## Assignment
Exact reproduction of the data is required, with images excluded.

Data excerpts
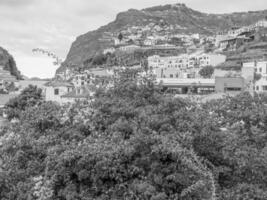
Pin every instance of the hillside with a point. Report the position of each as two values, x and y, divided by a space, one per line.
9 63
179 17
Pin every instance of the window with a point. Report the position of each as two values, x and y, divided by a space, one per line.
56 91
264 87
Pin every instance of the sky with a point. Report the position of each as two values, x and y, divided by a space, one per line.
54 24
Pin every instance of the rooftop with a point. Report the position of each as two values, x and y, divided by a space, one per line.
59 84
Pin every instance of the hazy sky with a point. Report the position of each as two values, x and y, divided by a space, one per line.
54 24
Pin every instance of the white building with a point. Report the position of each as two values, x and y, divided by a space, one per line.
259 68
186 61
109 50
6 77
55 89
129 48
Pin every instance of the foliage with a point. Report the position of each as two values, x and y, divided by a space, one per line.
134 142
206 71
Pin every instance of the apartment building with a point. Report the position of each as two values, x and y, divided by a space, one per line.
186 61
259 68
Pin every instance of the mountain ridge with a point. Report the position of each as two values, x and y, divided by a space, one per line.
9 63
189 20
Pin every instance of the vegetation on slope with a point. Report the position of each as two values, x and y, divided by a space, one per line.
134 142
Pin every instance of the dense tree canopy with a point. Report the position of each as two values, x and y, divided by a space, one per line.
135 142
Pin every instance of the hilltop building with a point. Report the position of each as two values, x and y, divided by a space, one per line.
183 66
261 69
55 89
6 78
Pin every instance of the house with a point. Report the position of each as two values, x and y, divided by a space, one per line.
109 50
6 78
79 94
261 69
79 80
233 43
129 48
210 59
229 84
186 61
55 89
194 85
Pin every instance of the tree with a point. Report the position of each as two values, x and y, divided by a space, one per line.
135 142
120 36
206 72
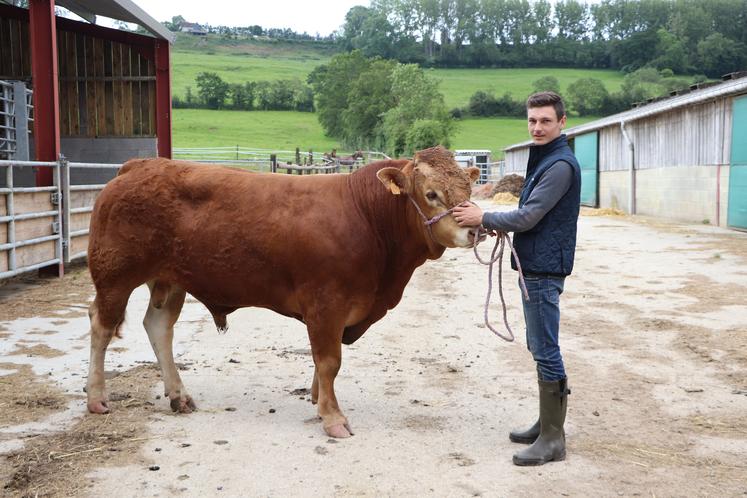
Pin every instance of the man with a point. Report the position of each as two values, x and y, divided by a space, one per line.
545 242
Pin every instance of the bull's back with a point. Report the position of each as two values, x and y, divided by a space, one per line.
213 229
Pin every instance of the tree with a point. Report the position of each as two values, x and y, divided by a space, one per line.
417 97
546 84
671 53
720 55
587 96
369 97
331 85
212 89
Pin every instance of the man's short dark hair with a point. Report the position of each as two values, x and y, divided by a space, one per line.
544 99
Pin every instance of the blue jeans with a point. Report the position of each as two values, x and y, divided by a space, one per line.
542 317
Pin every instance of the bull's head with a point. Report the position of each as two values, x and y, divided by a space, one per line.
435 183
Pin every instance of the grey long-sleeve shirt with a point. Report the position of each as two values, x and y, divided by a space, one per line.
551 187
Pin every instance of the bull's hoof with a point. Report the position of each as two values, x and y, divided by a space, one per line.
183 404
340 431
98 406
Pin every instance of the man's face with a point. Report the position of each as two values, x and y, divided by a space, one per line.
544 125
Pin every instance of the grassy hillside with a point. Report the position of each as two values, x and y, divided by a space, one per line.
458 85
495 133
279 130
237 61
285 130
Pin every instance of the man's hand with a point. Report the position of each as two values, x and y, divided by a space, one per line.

## Worked solution
Pin every instance of the hillside with a point. Report the position of each as two values, x and y, divided by a space, one per line.
9 63
179 17
Pin every instance of the window with a point. Report the position of each as two values, x and y, divided by a space, one per line.
56 91
264 87
Pin every instance of the sky with a point. Report the position of each as two values, x and y, divided by a space, one per line.
54 24
Pin every instance of the rooftop with a point. Report the position of each as two values, x and y, divided by a space, one per line.
59 84
Pin every instance of the hazy sky with a point. Report the position of each as two values, x and y, divided by a space, one per line.
54 24
Pin every instance of the white building with a point. Report the position of each as two values, x and y, divided by a space, one per line.
259 68
186 61
109 50
6 77
55 89
129 48
Pin every instance of the foliage with a point. Report the position of each as two values, x and y, divided by a space, one per line.
134 142
206 71
Pin every instance of the apartment building with a point. Report the position of each as two values, x and y, divided by a space, one per line.
186 61
259 68
Pin every instance of the mountain ridge with a point. Report the position of each as two values, x and y, divided by a space, one per line.
9 63
189 20
Pin every instance of the vegetation on slope with a point. Report the position of each as two values, x and y, divided by a space, one per line.
134 142
Pin every instance of the dense tree canopy with a point. Report the position of each as two values, x and y, divided by a space, one per line.
135 142
Pin every instance of the hilltop building with a point. Report the position of each as two values, x and y, divided by a space, one per line.
183 66
261 69
55 89
6 78
Pin every instance of the house with a point. Report the position of each as two values, x and y, divided by a space, one per line.
109 50
6 78
79 94
261 69
79 80
233 43
129 48
210 59
229 84
186 61
55 89
194 85
Pin every instance of the tree with a point. Report the position of each as two values, x and y, divided by a space, one per line.
135 142
120 36
206 72
Pin every instance of the man with a point. Report the position of each as two values, x and y, divided by a space, one per line.
545 242
Pin every instance of the bull's back with a point. Report the position of each as two values, x and y, divided by a space, one per line.
213 229
Pin every instance of the tree with a point. Report the position of each as two values, x and y, divided by a space, one per line.
417 97
546 84
671 53
720 55
587 96
369 97
331 85
212 89
Pin every instance of the man's short dark hair with a point. Report the position of each as two values, x and y, divided by a space, one per line.
544 99
Pin every instance of the blue jeans with a point. Report the position of each as two values, x and y, divided by a space, one per line.
542 317
Pin every instance of the bull's head with a point. Report the position of each as two values, x and y, divided by a space, one per line.
435 183
Pin every instance of the grey long-sleeve shirt with a point. Report the position of each as two values, x and y, divided by a space, one per line.
551 187
Pin every instance of the bull's hoof with a point. Report the position of each as two values, x and y, divided by a space, one per line.
183 404
340 431
98 406
Pin every instance of the man's face with a point. Report the position of each as two values, x and y, divided by a space, one per line.
544 125
Pin every instance of the grassy hillside with a point. Report the position of each as two values, x and y, divided by a space, one per line.
458 85
495 133
279 130
237 61
285 130
Pin every instance of the man's hand with a point. Report the position of each as two values, x and y, divided by a space, one per line.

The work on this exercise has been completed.